## Excerpted text
** BEGIN **

What can you do with the money? Some of the most popular uses include:
Home improvements. Using cash-out refinancing to pay for home improvements can be a savvy way to leverage your home’s equity to increase your home’s value. You’ll want to choose the improvements that offer the highest return on investment. These include building a home office, finishing a basement, and exterior stone work. Regular home maintenance also increases a home’s value.
Debt consolidation. If you’re paying down credit cards each month, you’re not alone; close to half of all American households have credit card debt. The average credit card interest rate is over 23%. It makes sense to pay off that debt using cash from a refinancing loan at an interest rate that’s probably less than a third of what you are paying now.
College tuition. The cost of college is high and rising. For the 2025 school year, the average tuition cost for a public four-year college is $11,610 for state residents. That climbs to $30,780 for out-of-state residents. With private universities, that cost skyrockets. Whether you’ve got kids nearing their college years or are making longer-term plans for little ones, using your home to cover the cost of higher education could be a sound financial decision.

** END **

## Items in a dataset
** BEGIN **

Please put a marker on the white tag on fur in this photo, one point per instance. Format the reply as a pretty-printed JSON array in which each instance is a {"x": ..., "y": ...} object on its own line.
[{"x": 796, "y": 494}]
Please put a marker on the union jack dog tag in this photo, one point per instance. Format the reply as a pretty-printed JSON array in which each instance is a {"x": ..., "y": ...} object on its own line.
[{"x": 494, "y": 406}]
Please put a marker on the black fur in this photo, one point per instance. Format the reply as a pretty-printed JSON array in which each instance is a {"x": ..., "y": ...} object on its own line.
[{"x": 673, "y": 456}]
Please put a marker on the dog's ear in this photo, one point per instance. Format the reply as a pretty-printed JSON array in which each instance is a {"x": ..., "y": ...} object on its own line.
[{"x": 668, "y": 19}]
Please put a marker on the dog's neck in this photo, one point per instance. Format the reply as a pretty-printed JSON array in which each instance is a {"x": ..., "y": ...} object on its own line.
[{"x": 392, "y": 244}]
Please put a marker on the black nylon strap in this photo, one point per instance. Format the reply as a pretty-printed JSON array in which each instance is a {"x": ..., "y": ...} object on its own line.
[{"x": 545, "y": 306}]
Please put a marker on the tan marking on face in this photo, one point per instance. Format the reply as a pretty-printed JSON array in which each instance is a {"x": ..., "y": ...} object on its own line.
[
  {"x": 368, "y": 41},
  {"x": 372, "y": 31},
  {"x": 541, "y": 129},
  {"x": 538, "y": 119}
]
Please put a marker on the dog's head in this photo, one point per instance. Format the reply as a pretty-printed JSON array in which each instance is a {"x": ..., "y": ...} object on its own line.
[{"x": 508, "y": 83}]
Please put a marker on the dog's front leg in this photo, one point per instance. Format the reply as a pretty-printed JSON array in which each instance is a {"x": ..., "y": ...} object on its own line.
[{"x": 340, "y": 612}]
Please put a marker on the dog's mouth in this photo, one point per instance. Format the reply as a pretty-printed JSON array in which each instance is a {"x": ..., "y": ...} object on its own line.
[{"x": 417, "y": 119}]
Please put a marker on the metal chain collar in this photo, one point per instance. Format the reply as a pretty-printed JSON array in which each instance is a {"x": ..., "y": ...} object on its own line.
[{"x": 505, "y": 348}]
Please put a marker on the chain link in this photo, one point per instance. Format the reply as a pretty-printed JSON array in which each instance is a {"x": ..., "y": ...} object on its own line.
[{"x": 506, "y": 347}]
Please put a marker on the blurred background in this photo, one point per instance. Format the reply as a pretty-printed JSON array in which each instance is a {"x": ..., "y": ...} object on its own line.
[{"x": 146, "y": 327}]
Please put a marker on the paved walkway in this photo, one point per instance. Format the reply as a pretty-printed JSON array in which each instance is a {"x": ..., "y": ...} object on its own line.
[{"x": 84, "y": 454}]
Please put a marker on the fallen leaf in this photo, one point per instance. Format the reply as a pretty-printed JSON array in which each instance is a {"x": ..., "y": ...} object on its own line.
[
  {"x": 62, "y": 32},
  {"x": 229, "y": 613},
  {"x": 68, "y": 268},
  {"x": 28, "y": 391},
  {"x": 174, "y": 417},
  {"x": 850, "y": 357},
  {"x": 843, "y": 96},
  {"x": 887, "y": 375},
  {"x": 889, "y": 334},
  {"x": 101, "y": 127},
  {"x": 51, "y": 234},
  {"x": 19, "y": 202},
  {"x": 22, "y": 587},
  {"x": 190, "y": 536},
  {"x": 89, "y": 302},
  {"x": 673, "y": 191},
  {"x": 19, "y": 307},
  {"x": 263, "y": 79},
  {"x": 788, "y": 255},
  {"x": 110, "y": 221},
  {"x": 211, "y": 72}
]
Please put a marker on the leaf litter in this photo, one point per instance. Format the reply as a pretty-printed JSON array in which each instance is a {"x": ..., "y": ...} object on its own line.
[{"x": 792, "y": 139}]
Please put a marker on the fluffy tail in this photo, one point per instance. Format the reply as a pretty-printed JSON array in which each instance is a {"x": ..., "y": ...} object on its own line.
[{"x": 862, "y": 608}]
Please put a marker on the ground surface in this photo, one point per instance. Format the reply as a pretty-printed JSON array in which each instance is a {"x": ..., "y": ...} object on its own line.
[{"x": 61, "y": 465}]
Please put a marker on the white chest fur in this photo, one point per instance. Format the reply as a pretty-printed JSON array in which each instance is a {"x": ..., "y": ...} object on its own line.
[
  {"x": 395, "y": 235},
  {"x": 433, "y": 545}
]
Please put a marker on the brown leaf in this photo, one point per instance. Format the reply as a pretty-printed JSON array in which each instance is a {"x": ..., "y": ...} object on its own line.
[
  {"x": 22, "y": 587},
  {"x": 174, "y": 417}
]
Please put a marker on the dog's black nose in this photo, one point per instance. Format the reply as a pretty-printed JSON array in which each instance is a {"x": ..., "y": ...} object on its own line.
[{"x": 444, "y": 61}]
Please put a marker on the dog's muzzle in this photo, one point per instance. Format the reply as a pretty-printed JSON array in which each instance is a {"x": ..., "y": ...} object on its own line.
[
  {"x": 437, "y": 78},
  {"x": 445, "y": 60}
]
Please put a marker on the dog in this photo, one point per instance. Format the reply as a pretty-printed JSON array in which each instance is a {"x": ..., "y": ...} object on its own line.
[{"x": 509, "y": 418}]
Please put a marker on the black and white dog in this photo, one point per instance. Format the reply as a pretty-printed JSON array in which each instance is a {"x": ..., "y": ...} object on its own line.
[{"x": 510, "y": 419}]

** END **

## Set exercise 1
How would you say "The average credit card interest rate is over 23%." from the refinancing excerpt in Spanish?
## Set exercise 2
Could you give everything from "Debt consolidation. If" down to "are paying now." in the refinancing excerpt again, swapping "households" for "families"?
## Set exercise 3
Answer these from the refinancing excerpt:
(a) What is the average tuition for state residents at a public four-year college for the 2025 school year?
(b) Which three home improvements are named as offering the highest return on investment?
(c) What share of American households has credit card debt?
The data plays no part here.

## Complete answer 1
La tasa de interés promedio de las tarjetas de crédito supera el 23 %.

## Complete answer 2
Debt consolidation. If you’re paying down credit cards each month, you’re not alone; close to half of all American families have credit card debt. The average credit card interest rate is over 23%. It makes sense to pay off that debt using cash from a refinancing loan at an interest rate that’s probably less than a third of what you are paying now.

## Complete answer 3
(a) $11,610
(b) Building a home office, finishing a basement, and exterior stone work
(c) Close to half